WHAT TO DO.
A) From the text on Salcedo's sculptures, quote the passage starting with "The largest installation" and going on through "site-specific interventions do.".
B) Answer these questions using the text on Salcedo's sculptures:
(i) How many of the Guggenheim's Tower galleries do the sculptures occupy?
(ii) Where did the artist salvage materials for the untitled works from 1986 and '87?
(iii) In Plegaria Muda, how many tables are paired with matching tables upended on them?

PROVIDED TEXT.
----

JASON MANDELLA, REPRODUCED COURTESY WHITE CUBE/INSTALLATION VIEW: MUAC, MEXICO CITY, 2011/INHOTIM COLLECTION, BRAZIL
JASON MANDELLA, REPRODUCED COURTESY WHITE CUBE/INSTALLATION VIEW: MUAC, MEXICO CITY, 2011/INHOTIM COLLECTION, BRAZIL
Salcedo’s sculptures, many of them groupings of domestic furniture combined with concrete and steel, occupy the Guggenheim’s four Tower galleries. In these enclosed white spaces, the works evoke clusters of furniture typically found in old hospital wards and bureaucratic offices. Walking up from one Tower gallery to the next and seeing these somewhat surreal sculptures projects the eeriness of exploring an abandoned four-story house.
A group of untitled works from 1986 and ’87—the earliest of Salcedo’s efforts in the survey, incorporating materials that the artist salvaged from a Bogotá hospital—are the most disturbing in the exhibition. They call to mind furniture that has been rejiggered for torture. The jarring union of bed parts with a shelving unit screams pain.
The largest installation in the show, the haunting Plegaria Muda (2008–10), consisting of 83 tables paired with matching tables upended on them and real grass growing in dirt set between the two tables’ tops, and A Flor de Piel (2014), a sprawling floor piece of treated rose petals sewn together by hand, are the only two works that seem designed to encourage mourning in the way that Salcedo’s site-specific interventions do.

----

INPUT DATA.
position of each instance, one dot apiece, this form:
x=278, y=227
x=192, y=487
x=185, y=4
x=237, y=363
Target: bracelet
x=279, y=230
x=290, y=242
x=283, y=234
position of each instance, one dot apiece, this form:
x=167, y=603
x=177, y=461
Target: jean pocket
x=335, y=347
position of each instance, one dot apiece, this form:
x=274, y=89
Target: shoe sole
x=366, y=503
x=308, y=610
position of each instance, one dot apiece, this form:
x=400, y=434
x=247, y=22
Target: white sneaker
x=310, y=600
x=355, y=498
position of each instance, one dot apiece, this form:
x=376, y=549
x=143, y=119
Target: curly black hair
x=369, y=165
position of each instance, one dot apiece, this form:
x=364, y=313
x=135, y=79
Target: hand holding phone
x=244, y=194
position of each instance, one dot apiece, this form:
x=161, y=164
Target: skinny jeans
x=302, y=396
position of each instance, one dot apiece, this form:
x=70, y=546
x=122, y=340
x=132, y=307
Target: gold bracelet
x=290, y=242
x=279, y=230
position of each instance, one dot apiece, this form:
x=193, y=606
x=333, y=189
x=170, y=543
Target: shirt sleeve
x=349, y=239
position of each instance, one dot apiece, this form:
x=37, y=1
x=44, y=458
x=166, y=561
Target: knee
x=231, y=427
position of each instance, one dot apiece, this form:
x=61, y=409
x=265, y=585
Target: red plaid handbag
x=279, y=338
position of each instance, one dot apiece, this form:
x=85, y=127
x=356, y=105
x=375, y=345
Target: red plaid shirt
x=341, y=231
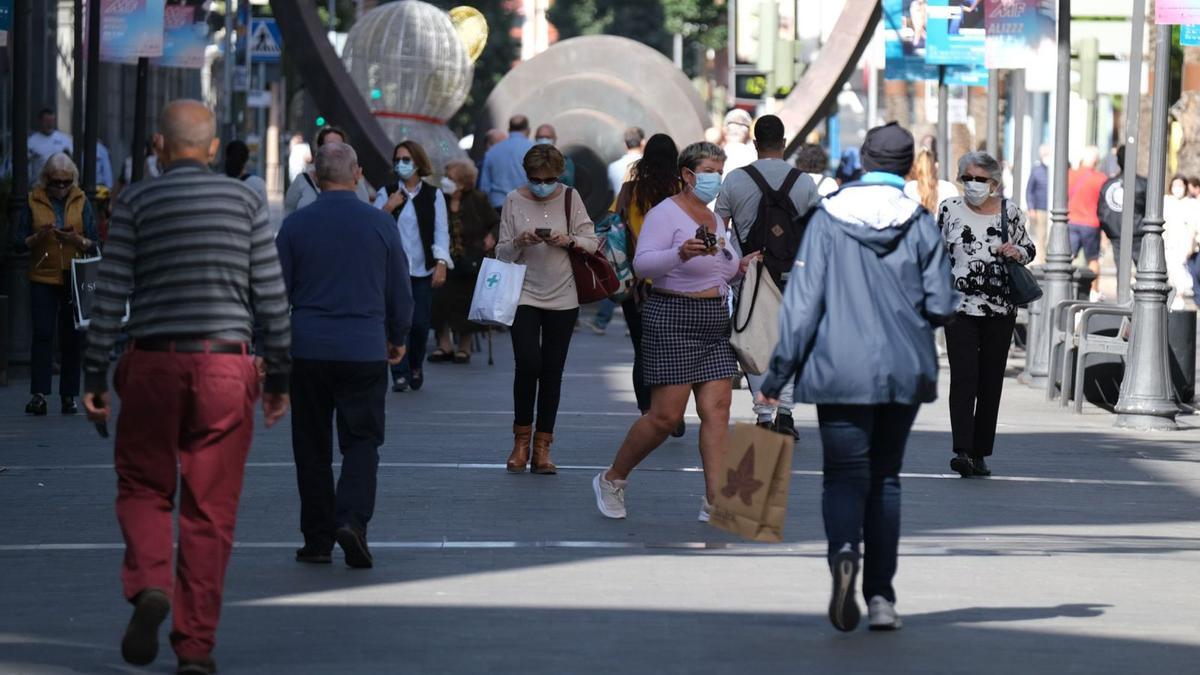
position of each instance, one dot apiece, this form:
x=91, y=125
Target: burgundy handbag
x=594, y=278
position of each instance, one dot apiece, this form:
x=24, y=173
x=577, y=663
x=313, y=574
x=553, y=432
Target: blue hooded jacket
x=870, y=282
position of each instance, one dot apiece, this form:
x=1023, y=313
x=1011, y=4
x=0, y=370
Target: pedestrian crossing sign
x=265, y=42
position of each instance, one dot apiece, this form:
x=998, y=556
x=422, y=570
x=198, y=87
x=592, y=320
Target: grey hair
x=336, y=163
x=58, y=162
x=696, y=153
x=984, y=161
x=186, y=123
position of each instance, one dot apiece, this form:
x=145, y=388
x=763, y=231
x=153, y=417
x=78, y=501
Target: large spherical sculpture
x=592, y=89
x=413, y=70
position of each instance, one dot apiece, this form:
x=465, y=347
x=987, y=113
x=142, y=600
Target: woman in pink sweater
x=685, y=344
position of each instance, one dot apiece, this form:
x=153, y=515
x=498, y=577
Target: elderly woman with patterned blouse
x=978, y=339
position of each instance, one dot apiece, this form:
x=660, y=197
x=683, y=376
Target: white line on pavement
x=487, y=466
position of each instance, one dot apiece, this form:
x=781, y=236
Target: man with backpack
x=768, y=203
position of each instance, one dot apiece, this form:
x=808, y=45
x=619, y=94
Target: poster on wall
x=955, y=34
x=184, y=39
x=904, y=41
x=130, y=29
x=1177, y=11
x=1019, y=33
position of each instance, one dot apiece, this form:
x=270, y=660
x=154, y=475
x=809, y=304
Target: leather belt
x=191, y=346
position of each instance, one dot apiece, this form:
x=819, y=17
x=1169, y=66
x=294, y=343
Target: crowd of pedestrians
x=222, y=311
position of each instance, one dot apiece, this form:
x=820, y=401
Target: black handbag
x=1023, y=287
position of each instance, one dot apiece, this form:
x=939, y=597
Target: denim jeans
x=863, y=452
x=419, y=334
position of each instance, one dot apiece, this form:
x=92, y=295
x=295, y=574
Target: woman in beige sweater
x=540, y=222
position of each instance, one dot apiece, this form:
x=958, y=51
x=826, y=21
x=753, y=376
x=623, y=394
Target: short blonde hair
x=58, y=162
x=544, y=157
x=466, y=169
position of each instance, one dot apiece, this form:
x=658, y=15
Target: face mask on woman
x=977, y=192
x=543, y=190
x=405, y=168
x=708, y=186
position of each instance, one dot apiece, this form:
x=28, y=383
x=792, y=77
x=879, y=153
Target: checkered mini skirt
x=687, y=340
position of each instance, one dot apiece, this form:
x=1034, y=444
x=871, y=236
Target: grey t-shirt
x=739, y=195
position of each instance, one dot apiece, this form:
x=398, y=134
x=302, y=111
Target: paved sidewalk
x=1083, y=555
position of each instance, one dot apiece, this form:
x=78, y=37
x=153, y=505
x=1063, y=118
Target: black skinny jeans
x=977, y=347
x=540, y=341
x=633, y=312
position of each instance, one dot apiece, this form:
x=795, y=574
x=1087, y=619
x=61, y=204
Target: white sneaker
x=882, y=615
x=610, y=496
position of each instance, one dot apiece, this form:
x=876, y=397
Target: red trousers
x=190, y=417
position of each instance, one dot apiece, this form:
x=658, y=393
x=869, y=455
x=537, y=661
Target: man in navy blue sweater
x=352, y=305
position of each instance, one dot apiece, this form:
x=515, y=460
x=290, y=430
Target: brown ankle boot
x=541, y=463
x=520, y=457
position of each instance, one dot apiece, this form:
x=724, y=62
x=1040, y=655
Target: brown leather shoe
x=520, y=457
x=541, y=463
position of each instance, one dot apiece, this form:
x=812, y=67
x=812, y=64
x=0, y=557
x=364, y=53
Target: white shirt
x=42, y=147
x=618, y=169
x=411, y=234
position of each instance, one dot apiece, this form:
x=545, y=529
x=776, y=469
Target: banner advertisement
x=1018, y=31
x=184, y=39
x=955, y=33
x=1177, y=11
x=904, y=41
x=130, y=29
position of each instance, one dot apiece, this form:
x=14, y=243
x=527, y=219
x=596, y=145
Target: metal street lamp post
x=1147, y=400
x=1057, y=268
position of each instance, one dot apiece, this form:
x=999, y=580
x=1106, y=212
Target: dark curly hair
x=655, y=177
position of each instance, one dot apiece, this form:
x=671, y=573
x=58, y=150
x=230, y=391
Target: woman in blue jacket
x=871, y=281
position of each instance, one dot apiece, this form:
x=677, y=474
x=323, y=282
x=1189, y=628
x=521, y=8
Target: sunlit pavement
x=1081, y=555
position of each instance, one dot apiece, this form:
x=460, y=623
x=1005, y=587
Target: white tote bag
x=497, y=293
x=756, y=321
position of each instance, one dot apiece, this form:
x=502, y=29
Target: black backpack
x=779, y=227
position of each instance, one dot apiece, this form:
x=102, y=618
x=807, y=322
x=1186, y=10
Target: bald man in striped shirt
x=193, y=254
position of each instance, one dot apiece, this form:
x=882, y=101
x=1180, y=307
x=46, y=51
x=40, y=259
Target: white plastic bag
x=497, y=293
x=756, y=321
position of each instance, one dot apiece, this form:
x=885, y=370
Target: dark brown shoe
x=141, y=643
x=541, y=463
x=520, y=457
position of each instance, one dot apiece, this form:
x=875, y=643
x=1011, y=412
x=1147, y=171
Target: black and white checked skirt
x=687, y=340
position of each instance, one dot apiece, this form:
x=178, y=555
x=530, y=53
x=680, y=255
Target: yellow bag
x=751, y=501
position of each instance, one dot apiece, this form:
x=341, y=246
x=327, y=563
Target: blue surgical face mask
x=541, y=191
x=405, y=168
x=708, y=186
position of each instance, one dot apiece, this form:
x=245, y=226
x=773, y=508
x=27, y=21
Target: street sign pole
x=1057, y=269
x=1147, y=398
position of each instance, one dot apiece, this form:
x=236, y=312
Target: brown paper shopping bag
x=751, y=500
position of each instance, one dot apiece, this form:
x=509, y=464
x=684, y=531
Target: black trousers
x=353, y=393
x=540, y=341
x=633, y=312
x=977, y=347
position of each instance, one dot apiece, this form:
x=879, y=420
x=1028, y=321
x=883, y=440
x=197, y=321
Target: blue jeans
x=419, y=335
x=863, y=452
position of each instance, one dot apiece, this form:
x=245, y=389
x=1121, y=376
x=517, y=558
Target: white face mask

----

SOLVED PROBLEMS.
A)
The largest installation in the show, the haunting Plegaria Muda (2008–10), consisting of 83 tables paired with matching tables upended on them and real grass growing in dirt set between the two tables’ tops, and A Flor de Piel (2014), a sprawling floor piece of treated rose petals sewn together by hand, are the only two works that seem designed to encourage mourning in the way that Salcedo’s site-specific interventions do.

B)
(i) Four
(ii) A Bogotá hospital
(iii) 83